Task description: Where the word "illuminated" shows up in the entries below, please copy the whole line.

Study material:
----
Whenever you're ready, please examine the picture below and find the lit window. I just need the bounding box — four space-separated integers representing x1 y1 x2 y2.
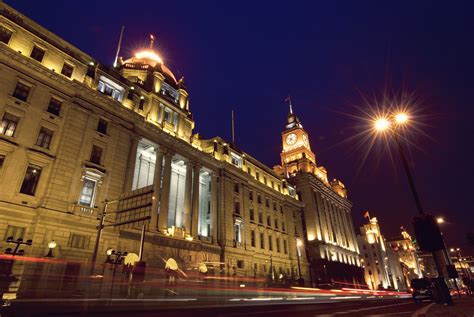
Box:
97 79 122 101
164 108 172 123
0 26 13 44
89 145 103 165
12 82 31 101
30 46 45 62
0 113 19 137
234 221 242 243
47 97 62 116
36 127 53 149
20 165 42 196
230 152 242 167
139 97 145 110
61 63 74 78
97 118 108 134
79 178 97 207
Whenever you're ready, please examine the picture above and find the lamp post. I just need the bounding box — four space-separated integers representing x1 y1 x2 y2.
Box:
436 219 461 298
372 112 453 305
45 240 57 258
106 249 127 299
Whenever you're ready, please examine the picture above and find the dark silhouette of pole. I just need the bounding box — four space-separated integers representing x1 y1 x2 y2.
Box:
393 132 452 305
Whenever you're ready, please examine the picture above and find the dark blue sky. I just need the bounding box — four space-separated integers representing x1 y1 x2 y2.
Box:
10 1 474 252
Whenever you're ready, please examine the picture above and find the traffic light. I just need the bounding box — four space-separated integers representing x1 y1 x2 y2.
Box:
412 214 445 252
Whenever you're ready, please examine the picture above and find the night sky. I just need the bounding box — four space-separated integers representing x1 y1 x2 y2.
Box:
9 1 474 253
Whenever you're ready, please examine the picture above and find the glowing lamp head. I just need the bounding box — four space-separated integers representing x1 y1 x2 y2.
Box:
395 112 408 124
106 248 114 256
374 117 391 132
296 239 303 247
135 50 163 64
48 240 57 249
436 217 444 224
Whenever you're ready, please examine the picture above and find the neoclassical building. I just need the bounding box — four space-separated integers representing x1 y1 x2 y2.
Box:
273 105 364 286
0 2 309 297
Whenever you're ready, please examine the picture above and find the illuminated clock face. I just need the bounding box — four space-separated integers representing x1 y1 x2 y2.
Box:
302 134 308 146
286 133 297 145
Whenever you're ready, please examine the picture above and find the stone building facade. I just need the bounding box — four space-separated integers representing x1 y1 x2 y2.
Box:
273 105 363 287
0 2 309 297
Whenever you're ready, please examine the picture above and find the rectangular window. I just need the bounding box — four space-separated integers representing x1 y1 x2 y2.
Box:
274 218 279 229
251 230 256 247
260 232 265 249
249 191 253 201
79 178 97 207
30 46 45 62
47 97 62 116
5 225 25 241
139 97 145 110
97 118 108 134
69 234 88 249
89 145 103 165
237 260 244 269
249 208 254 221
234 201 240 215
230 152 242 167
12 82 31 101
234 222 242 243
61 63 74 78
164 108 172 123
0 154 5 168
36 127 53 149
258 211 263 224
283 240 288 254
273 201 277 211
265 198 270 208
97 80 122 101
276 237 281 252
20 165 42 196
281 221 286 232
0 26 13 44
257 193 262 204
0 113 19 137
268 235 273 251
267 215 271 227
234 182 239 193
255 171 259 181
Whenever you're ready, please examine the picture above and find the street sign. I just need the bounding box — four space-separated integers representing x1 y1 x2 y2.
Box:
114 185 154 229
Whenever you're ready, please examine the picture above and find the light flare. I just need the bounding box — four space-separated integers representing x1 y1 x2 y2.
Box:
135 50 163 64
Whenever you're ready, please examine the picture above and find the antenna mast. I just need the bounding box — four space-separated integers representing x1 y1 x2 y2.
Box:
231 110 235 145
113 26 125 68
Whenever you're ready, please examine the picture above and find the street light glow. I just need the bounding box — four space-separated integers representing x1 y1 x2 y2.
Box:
394 112 408 124
436 217 444 224
374 117 391 132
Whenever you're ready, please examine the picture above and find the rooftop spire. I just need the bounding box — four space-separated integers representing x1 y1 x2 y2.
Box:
149 34 155 49
285 94 293 114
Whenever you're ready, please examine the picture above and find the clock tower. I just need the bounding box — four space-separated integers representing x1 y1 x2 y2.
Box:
280 101 317 176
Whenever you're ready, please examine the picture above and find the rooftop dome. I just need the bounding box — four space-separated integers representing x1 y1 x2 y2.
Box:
122 49 178 85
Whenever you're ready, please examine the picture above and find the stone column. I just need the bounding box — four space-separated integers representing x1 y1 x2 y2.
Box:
315 192 329 242
123 135 139 192
158 150 173 233
150 147 164 231
210 173 218 242
183 161 193 233
191 163 201 237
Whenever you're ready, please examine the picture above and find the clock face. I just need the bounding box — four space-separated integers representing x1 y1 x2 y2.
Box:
302 134 308 146
286 133 297 146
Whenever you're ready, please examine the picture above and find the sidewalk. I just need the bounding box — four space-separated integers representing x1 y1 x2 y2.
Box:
424 297 474 317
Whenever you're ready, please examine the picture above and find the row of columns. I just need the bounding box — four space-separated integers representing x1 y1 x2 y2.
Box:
314 190 358 253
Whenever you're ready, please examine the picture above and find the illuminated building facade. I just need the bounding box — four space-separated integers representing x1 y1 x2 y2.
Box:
357 216 406 290
0 2 309 297
273 105 363 287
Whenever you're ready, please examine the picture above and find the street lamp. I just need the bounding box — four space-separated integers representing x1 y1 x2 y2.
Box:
----
Solution to this task:
Whenever you're ready, please examine the picture above and find the illuminated clock face. I just need the bounding box — four space-separated integers representing x1 y1 x2 y2.
Whenever you're ready, please examine the picture above and find the illuminated building facade. I just need the bounding box — four space-separated integers representing x1 y1 x2 y2.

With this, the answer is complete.